TASK TO COMPLETE: Please reproduce the listing word for word. Pictures stay out.

DATA PROVIDED:
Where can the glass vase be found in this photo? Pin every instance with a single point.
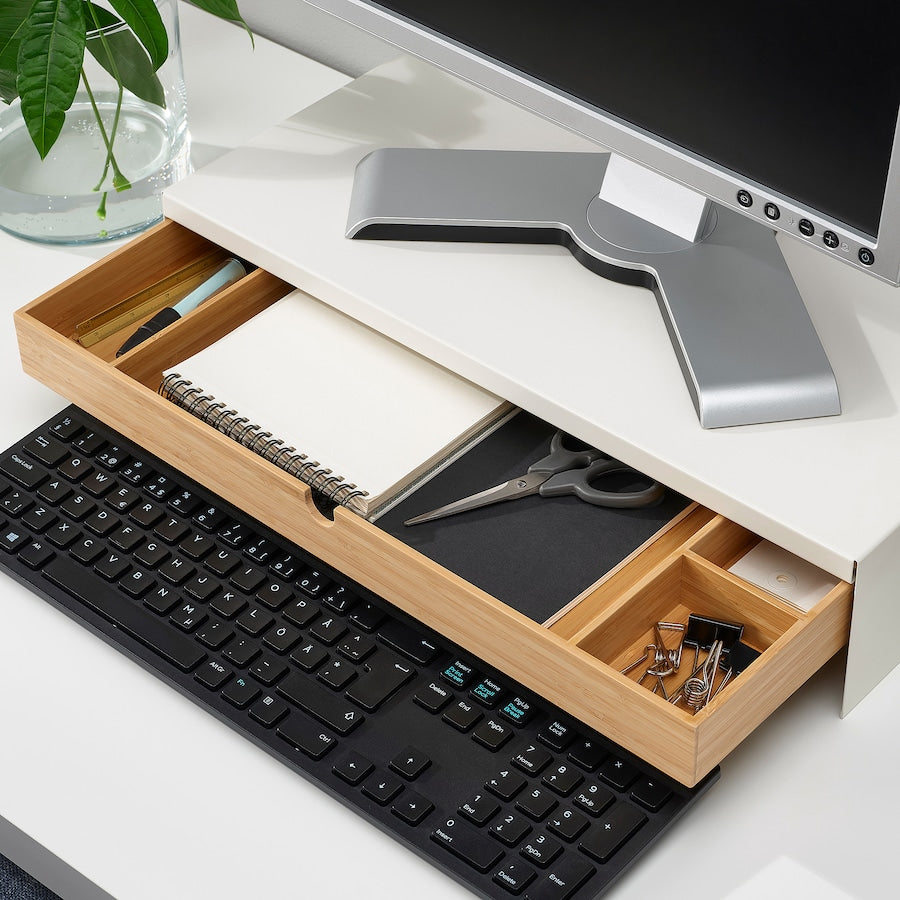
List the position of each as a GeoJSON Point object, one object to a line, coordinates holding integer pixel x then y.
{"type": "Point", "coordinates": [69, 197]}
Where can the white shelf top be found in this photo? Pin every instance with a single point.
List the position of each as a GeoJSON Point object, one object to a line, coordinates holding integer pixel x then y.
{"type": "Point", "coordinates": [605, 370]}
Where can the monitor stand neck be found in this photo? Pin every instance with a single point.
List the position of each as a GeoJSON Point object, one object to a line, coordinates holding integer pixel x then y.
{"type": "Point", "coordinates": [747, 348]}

WRITTEN RESPONSE:
Where can the glass vase be found in this photo? Pin every instance with a single point.
List the position of each as a GeoJSON Point object, one object to a line, coordinates holding integer pixel x then y.
{"type": "Point", "coordinates": [69, 197]}
Where can the white shelf top be found in this photo? Pin every instance with a single point.
List the position of each as a GeoJSON Point object, one object to a line, coordinates holding integer pixel x then y.
{"type": "Point", "coordinates": [605, 370]}
Where can the monitor stand neck be found in this photo? Pin every instance with a single point.
List the position of each as a GeoJSON Point object, one object to a line, coordinates holding integer pixel x then y.
{"type": "Point", "coordinates": [747, 348]}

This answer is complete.